SELECTED EXCERPT:
_ _ _ _ _ _ _

Value-based or pay-for-performance approaches to reimbursement for drugs and devices represent a significant opportunity for innovation—but one that is often missed or misperceived by manufacturers and payers. This article takes a closer look at the current use of value-based agreements, how strategy informs their focus and development, and the very different set of skills it takes to prepare for and negotiate value-based agreements that actually create significant value for key stakeholders—including, most importantly, patients seeking access to new and often high-cost therapies.
The healthcare industry is abuzz with talk of value-based agreements—also called outcomes-based, risk-sharing, or pay-for-performance contracts. “Value-Based Arrangements May Be More Prevalent than Assumed,” reports a team of researchers writing in the American Journal of Managed Care.

_ _ _ _ _ _ _

DATASET EXCERPTS:
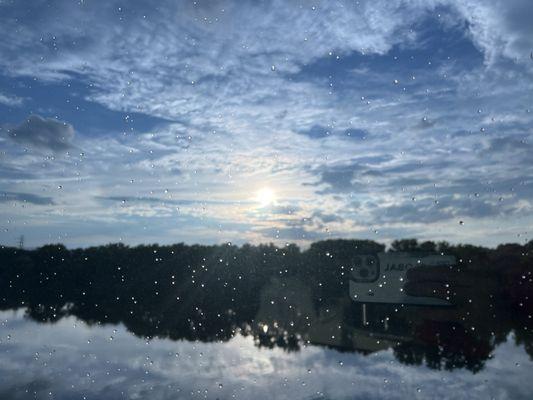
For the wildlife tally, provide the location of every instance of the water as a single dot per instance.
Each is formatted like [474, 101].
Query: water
[223, 330]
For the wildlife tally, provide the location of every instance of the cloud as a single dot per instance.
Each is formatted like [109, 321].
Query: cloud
[43, 133]
[7, 197]
[10, 101]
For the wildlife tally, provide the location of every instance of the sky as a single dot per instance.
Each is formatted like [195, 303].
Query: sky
[265, 121]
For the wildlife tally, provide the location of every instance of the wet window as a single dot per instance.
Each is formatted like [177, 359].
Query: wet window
[271, 199]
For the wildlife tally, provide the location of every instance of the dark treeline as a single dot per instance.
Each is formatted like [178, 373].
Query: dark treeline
[281, 296]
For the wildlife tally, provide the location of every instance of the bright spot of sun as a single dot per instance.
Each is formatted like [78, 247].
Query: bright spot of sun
[265, 197]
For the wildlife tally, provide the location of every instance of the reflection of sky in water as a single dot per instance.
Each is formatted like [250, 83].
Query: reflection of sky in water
[69, 359]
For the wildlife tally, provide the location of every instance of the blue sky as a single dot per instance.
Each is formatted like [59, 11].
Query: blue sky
[131, 122]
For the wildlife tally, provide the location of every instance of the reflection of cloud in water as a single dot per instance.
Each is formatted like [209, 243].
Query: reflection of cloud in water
[71, 359]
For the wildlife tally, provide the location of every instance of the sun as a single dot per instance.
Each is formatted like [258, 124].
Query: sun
[265, 197]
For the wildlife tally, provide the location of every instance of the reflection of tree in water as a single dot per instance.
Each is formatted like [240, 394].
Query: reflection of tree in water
[282, 297]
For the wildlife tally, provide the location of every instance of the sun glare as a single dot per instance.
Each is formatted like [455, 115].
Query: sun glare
[265, 197]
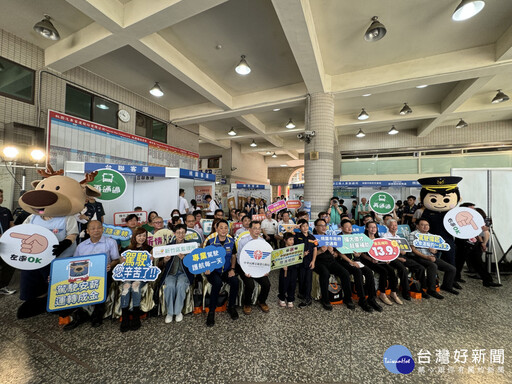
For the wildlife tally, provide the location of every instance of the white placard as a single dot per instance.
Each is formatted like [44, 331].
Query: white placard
[174, 249]
[463, 222]
[256, 257]
[28, 246]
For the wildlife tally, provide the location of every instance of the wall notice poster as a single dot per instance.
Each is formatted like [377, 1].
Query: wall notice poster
[77, 281]
[201, 192]
[74, 139]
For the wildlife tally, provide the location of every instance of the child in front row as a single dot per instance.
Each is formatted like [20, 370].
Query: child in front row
[288, 277]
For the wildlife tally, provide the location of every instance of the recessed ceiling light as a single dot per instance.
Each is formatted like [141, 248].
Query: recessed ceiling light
[467, 9]
[500, 97]
[243, 68]
[405, 110]
[156, 90]
[363, 115]
[393, 131]
[375, 31]
[290, 124]
[461, 124]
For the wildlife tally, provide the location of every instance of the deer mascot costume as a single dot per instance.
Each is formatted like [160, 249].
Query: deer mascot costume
[52, 205]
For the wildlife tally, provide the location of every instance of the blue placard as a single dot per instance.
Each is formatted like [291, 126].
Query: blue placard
[137, 267]
[332, 241]
[250, 186]
[117, 233]
[403, 231]
[205, 259]
[77, 281]
[430, 241]
[127, 169]
[196, 175]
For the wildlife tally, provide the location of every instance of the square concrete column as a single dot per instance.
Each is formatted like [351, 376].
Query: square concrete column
[318, 174]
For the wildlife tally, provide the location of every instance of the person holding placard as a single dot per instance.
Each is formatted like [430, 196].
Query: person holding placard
[387, 277]
[287, 277]
[429, 258]
[351, 262]
[404, 264]
[326, 265]
[226, 274]
[264, 281]
[96, 243]
[131, 289]
[177, 278]
[308, 262]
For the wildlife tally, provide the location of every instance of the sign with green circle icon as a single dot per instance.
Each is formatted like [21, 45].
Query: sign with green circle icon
[110, 183]
[382, 203]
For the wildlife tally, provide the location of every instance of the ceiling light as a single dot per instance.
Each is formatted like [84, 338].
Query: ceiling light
[290, 124]
[10, 152]
[37, 154]
[46, 29]
[393, 130]
[500, 97]
[461, 124]
[243, 68]
[375, 31]
[156, 90]
[363, 115]
[467, 9]
[405, 110]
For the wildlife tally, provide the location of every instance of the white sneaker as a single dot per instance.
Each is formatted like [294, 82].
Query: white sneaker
[7, 291]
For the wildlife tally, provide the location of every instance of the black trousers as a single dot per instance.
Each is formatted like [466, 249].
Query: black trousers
[387, 276]
[362, 289]
[263, 281]
[330, 267]
[215, 278]
[288, 283]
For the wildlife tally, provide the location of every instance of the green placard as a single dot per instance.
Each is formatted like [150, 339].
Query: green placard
[110, 183]
[357, 242]
[382, 203]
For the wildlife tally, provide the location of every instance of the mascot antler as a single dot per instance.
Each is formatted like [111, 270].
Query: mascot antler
[50, 172]
[89, 177]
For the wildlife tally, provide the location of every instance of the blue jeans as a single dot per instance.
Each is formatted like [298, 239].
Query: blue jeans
[174, 292]
[134, 287]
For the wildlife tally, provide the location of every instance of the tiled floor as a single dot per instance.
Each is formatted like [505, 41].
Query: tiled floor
[285, 345]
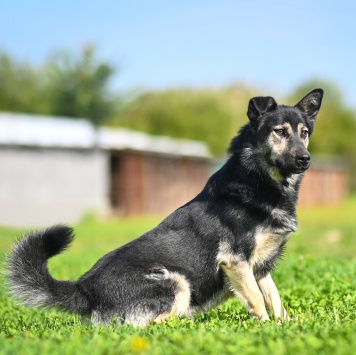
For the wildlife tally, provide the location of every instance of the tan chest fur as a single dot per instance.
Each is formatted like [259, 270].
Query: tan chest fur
[266, 245]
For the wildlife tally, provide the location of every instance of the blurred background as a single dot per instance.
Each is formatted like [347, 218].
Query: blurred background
[122, 108]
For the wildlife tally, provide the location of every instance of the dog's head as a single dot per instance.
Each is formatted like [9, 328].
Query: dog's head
[282, 132]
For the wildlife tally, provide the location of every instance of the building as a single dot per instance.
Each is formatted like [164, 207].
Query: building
[56, 170]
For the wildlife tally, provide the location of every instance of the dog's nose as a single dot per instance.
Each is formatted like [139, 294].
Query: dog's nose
[303, 158]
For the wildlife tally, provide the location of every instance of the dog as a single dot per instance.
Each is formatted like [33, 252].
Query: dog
[224, 242]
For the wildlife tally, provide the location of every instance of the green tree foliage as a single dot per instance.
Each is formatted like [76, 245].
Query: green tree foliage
[68, 84]
[77, 86]
[21, 88]
[186, 113]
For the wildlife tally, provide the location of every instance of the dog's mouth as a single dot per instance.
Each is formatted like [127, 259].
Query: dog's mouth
[297, 167]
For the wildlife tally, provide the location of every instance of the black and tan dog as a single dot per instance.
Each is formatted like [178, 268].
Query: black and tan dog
[225, 241]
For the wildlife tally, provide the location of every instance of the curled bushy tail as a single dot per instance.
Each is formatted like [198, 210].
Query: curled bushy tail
[29, 279]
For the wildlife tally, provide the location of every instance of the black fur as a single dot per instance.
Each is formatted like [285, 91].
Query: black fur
[256, 190]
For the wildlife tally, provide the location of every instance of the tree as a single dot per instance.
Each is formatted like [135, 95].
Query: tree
[22, 87]
[68, 84]
[78, 86]
[184, 113]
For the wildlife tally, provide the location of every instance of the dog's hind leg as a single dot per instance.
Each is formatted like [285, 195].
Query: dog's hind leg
[241, 277]
[272, 299]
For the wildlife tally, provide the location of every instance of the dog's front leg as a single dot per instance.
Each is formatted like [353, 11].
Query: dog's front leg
[241, 277]
[271, 296]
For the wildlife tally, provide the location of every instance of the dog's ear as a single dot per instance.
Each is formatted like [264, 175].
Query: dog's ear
[310, 104]
[260, 105]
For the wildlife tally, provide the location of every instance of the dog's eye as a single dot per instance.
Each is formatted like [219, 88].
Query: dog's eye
[279, 132]
[304, 133]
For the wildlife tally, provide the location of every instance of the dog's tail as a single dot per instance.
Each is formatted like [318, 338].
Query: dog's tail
[29, 279]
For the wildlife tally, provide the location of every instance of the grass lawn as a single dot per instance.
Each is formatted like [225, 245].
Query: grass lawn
[316, 279]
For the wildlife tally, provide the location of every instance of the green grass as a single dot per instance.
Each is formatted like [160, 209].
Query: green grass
[316, 280]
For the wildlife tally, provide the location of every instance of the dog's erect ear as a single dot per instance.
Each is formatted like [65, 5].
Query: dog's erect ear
[310, 104]
[260, 105]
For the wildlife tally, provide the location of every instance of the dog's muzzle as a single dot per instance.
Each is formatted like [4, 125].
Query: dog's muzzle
[303, 161]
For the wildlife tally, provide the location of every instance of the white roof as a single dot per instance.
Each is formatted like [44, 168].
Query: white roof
[46, 131]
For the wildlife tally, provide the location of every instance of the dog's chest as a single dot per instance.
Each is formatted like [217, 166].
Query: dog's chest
[271, 236]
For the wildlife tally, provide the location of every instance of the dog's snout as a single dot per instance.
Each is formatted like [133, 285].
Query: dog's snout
[303, 158]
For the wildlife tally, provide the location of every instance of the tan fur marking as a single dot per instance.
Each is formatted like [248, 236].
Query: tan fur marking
[182, 300]
[306, 140]
[266, 244]
[244, 284]
[272, 299]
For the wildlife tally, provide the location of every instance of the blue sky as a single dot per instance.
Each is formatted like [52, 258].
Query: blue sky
[274, 44]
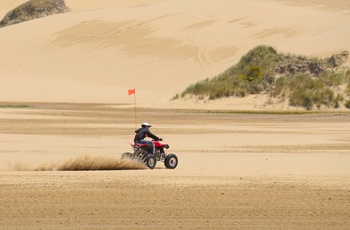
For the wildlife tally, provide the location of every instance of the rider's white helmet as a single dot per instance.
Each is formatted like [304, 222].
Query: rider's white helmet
[146, 124]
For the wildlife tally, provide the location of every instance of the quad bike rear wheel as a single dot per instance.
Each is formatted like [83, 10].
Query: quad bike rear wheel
[171, 161]
[150, 161]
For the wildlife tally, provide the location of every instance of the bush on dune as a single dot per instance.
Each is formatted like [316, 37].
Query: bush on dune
[33, 9]
[305, 82]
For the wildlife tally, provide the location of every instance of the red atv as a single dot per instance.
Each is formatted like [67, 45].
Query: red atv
[143, 153]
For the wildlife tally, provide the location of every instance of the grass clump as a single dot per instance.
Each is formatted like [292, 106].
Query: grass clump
[33, 9]
[305, 82]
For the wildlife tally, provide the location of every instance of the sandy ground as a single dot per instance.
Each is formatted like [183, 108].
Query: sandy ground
[236, 171]
[256, 170]
[100, 49]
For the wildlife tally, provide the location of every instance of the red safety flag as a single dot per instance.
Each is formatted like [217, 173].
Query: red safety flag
[131, 91]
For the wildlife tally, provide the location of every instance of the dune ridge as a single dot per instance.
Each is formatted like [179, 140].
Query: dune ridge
[98, 51]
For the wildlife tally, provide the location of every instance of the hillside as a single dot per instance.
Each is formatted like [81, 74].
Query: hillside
[33, 9]
[100, 49]
[304, 82]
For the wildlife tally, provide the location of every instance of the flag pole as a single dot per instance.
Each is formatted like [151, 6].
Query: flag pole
[133, 91]
[135, 107]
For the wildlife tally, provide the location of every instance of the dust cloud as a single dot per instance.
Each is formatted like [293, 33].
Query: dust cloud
[82, 163]
[85, 163]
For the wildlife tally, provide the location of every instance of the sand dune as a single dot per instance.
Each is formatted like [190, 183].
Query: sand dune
[100, 49]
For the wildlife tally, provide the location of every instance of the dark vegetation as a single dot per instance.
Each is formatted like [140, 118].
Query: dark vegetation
[33, 9]
[304, 82]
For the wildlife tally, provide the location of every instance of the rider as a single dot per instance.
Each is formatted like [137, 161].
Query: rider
[144, 132]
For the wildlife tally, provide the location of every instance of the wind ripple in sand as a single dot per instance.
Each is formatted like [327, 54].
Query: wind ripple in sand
[85, 163]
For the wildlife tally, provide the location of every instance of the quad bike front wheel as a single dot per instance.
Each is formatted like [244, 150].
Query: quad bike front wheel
[171, 161]
[150, 161]
[127, 156]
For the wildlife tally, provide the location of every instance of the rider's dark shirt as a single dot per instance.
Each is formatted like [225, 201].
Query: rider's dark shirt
[142, 133]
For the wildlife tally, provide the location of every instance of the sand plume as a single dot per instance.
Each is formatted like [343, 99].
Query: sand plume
[85, 163]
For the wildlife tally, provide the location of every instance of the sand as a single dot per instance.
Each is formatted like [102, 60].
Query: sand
[64, 104]
[99, 50]
[244, 171]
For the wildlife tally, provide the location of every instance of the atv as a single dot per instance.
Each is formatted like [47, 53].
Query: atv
[143, 153]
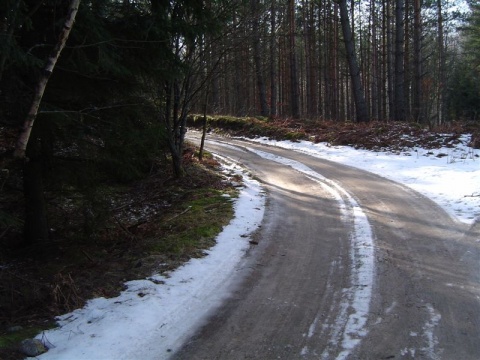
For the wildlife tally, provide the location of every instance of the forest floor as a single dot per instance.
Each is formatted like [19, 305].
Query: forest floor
[148, 226]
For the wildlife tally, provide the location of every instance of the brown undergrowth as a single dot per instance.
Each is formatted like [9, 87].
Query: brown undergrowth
[152, 225]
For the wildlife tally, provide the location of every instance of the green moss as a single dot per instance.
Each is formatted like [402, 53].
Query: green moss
[196, 225]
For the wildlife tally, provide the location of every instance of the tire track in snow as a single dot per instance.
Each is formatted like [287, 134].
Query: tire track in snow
[350, 325]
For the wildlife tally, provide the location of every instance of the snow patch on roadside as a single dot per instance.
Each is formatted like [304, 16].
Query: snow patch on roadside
[357, 297]
[164, 311]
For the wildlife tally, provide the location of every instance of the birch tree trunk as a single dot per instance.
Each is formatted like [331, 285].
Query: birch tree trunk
[42, 82]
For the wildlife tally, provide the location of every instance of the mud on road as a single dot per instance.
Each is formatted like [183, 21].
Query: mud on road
[348, 265]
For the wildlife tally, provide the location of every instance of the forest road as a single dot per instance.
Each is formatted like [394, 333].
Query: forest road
[348, 265]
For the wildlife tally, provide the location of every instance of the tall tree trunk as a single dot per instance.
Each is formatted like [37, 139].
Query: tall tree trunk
[441, 64]
[390, 59]
[273, 73]
[375, 66]
[357, 87]
[294, 90]
[399, 61]
[43, 80]
[262, 93]
[417, 63]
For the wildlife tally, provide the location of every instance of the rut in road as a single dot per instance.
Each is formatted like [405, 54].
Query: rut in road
[311, 290]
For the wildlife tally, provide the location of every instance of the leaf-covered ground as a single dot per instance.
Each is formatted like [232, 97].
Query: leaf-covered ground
[152, 225]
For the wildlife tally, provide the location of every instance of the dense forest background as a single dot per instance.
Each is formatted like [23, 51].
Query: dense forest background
[115, 104]
[97, 183]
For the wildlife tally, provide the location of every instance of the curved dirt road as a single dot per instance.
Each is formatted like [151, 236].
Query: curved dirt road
[348, 265]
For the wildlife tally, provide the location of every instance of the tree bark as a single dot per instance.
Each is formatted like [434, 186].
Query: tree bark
[417, 63]
[262, 93]
[43, 80]
[294, 90]
[273, 72]
[399, 61]
[357, 87]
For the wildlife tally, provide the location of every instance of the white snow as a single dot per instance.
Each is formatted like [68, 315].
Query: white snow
[123, 327]
[453, 181]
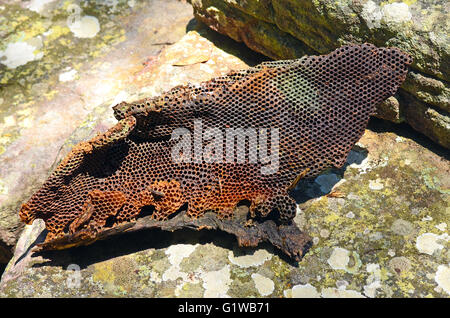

_ _ _ _ _ _ _

TASK REQUIREMENTS:
1) Answer these questions about the passage about value-based agreements:
(a) What other names for value-based agreements does it list?
(b) In which journal did the team of researchers write?
(c) Whom does it call the most important stakeholders?
2) Quote the passage about value-based agreements from "The healthcare industry" up to and including "of Managed Care.".
Rely only on the passage about value-based agreements.

ANSWER SET:
1)
(a) Outcomes-based, risk-sharing, or pay-for-performance contracts.
(b) The American Journal of Managed Care.
(c) Patients seeking access to new and often high-cost therapies.

2)
The healthcare industry is abuzz with talk of value-based agreements—also called outcomes-based, risk-sharing, or pay-for-performance contracts. “Value-Based Arrangements May Be More Prevalent than Assumed,” reports a team of researchers writing in the American Journal of Managed Care.